» Instructions:
[1] According to the concert review, what is Action Bronson's trade?
[2] Rewrite the part of the concert review starting at "Smoke billowed freely, engulfing" and ending at "was readily available.", putting "fans" in place of "hipsters".
[3] Extend the review of the Action Bronson show at Bardot, picking up from its final sentence.

» Text under study:

Smoke billowed freely, engulfing a heavily compacted swarm of hipsters in the effluence of medical-grade reefer, as a heavy-set, ginger bearded performer, sporting a wife beater and a head as bald and white as a cue ball, rhymed with blistering speed and dexterity on the microphone. The ambience at Bardot, aptly personified the sense of restlessness coupled with the unbridled need to placate one’s own desire to lay back, chill and self-medicate that permeates the songs of stoner rap purveyor, Action Bronson. That goes to say that everyone was in the mood to sway in place, puffing freely on the finest of ground plant matter, or chugging bravely on whatever drink was readily available.
Proudly representing Flushing, Queens, Bronson, real name Ben Johnson, has become something of an underground sensation in the hip-hop world, since making his auspicious debut on youtube videos, rapping over funk-infused samples, dug up from a bygone era, laden with Bronson’s remarkable eloquence and charisma. A chef by trade, it is remarkable to consider the heights to which he has soared, given the fact that he could overheard prior to the show, telling some of the fans in attendance of how his rapping was merely a hobby for him, he “loves cutting steaks,” alluding to his culinary background – which is a major influence on his lyricism and metaphors.

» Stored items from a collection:

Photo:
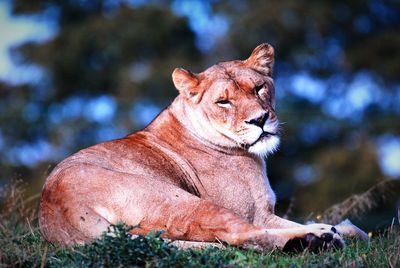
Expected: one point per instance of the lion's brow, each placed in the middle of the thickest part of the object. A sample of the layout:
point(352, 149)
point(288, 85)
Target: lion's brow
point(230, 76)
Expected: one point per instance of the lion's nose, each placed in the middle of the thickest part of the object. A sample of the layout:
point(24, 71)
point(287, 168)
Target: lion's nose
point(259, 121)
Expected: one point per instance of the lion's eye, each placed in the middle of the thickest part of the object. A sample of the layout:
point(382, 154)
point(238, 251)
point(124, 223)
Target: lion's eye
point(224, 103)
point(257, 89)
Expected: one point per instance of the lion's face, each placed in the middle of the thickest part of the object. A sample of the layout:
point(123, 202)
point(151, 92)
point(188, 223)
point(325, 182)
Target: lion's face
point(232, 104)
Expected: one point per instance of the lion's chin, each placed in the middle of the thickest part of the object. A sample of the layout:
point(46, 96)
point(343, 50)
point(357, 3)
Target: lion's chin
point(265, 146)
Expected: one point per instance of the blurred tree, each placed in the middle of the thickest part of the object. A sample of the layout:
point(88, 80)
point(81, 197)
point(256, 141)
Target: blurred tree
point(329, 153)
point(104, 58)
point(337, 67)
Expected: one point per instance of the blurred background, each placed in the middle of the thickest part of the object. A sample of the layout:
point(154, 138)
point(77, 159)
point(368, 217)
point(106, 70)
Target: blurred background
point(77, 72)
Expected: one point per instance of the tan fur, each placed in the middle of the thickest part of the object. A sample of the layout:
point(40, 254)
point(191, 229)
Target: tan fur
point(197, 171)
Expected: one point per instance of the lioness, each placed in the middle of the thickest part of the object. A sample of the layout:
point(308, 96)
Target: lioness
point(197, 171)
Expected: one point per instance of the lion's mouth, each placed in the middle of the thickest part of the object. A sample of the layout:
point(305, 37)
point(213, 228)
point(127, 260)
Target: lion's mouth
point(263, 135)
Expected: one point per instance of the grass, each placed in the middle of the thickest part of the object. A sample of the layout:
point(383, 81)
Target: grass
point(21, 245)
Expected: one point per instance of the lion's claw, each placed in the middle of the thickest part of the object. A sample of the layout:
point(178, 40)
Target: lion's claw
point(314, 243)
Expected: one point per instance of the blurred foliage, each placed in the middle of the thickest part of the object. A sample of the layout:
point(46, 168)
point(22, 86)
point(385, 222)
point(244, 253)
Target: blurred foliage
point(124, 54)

» Outputs by task:
[1] He is a chef.

[2]
Smoke billowed freely, engulfing a heavily compacted swarm of fans in the effluence of medical-grade reefer, as a heavy-set, ginger bearded performer, sporting a wife beater and a head as bald and white as a cue ball, rhymed with blistering speed and dexterity on the microphone. The ambience at Bardot, aptly personified the sense of restlessness coupled with the unbridled need to placate one’s own desire to lay back, chill and self-medicate that permeates the songs of stoner rap purveyor, Action Bronson. That goes to say that everyone was in the mood to sway in place, puffing freely on the finest of ground plant matter, or chugging bravely on whatever drink was readily available.

[3]
Bronson can be readily seen in instructional cooking videos he has uploaded to Youtube, and in many ways, his ability to concoct dishes from a variety of recipes couldn’t be more analogous to the multitude of mutually exclusive ideas that go into his songs – he’ll go from bitches to prosciutto in a second, flat.
The comparisons to Wu-Tang Clan’s Ghostface Killah were immediate, as they should have been, for Bronson’s astonishingly intelligent word play, towering persona (that belies his miniscule height), and voice are all evocative of the legendary emcee. All hackneyed comparisons aside, Bronson’s intensely introspective, cerebral and at times, downright comedic verses stand alone in terms of their ability to distinguish the fledgling emcee as a visionary on the cusp of an artistic breakthrough.
His output has been nothing short of prolific, as he has released five collaborative LPs to go along with three mixtapes over a span of only two years, each one showcasing remarkable growth in terms of Bronson’s ability not just to develop his frenetically-paced flow, but to also synthesize vivid imagery and tell stories that are sincere as well as amusing. Bronson took to the carpet after a slight delay, fully-armed with two massive joints, one of which he was puffing freely, as he immediately announced his presence by jumping on a beat.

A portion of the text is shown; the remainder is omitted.